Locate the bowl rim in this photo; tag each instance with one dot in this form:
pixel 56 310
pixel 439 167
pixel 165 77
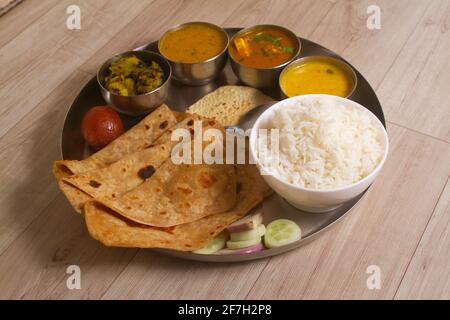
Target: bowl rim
pixel 282 65
pixel 125 53
pixel 181 25
pixel 335 60
pixel 321 96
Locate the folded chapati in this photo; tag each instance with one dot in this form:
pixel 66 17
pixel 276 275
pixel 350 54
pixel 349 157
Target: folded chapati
pixel 112 229
pixel 118 178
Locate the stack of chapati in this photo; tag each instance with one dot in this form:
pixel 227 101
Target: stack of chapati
pixel 133 195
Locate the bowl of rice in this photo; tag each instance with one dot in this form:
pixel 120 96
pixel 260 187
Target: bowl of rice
pixel 318 151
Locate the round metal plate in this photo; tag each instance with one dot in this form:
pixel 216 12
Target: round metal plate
pixel 73 146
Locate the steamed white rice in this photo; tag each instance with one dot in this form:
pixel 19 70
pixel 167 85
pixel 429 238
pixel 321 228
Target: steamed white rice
pixel 323 145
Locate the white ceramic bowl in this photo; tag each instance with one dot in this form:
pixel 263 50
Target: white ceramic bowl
pixel 315 200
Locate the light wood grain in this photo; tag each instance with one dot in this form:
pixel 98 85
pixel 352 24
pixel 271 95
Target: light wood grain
pixel 49 52
pixel 26 156
pixel 28 11
pixel 383 230
pixel 415 91
pixel 401 225
pixel 428 276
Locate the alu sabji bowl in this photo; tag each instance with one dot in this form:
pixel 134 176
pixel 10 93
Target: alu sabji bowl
pixel 138 104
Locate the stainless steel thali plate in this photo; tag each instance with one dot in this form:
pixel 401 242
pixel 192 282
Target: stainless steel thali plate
pixel 73 146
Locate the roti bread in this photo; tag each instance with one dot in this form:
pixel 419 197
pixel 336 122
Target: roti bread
pixel 143 133
pixel 113 229
pixel 122 176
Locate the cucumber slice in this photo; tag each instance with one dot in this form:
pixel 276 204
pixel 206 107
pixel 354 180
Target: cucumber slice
pixel 235 245
pixel 213 245
pixel 281 232
pixel 249 234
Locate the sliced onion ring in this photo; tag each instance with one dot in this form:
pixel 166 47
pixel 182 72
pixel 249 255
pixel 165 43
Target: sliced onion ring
pixel 246 223
pixel 252 249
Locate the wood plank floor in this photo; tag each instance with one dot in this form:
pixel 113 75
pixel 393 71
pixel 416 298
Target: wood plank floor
pixel 402 225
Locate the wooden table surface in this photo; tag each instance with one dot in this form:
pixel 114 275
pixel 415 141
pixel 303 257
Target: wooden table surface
pixel 402 225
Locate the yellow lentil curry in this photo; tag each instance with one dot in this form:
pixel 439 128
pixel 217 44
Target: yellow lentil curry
pixel 192 43
pixel 316 76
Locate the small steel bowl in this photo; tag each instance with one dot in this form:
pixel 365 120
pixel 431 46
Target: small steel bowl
pixel 262 77
pixel 331 60
pixel 198 73
pixel 142 103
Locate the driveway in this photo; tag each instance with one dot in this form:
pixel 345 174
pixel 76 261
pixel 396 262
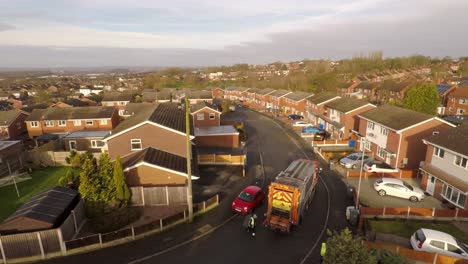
::::::::::
WORK INSTRUCTION:
Output, from the data above, the lines from the line with "pixel 303 257" to the line with "pixel 431 46" exactly as they stand, both ends included and nothing else.

TASK OUTPUT:
pixel 303 257
Target: wooden table surface
pixel 402 225
Locate the yellow lentil curry in this photo; tag each instance with one dot in this form:
pixel 439 128
pixel 217 44
Target: yellow lentil curry
pixel 192 43
pixel 316 76
Locate the small steel bowl in this photo; tag each instance with one dot in this form:
pixel 365 120
pixel 431 46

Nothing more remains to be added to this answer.